• **Problem requirements**:
Arrange the lines of these entries as one numbered list, skipping any blank lines and leaving out the pictures.

• **Task input**:
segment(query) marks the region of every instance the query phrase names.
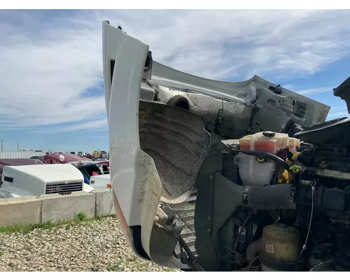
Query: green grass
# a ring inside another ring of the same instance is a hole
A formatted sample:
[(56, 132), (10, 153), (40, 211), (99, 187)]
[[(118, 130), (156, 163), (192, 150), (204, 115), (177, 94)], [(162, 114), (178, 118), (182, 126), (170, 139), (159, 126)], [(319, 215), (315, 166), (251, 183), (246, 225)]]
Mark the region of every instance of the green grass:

• **The response**:
1. segment(query) marks the region of every instance the query phrase names.
2. Query: green grass
3. # a ring inside another ring of the same instance is a hole
4. A formatted sample:
5. [(56, 132), (10, 153), (40, 211), (99, 187)]
6. [[(118, 130), (156, 163), (192, 150), (204, 115), (177, 94)], [(162, 114), (178, 118), (182, 126), (170, 139), (159, 126)], [(319, 215), (315, 166), (251, 183), (246, 225)]]
7. Mark the region of every instance of the green grass:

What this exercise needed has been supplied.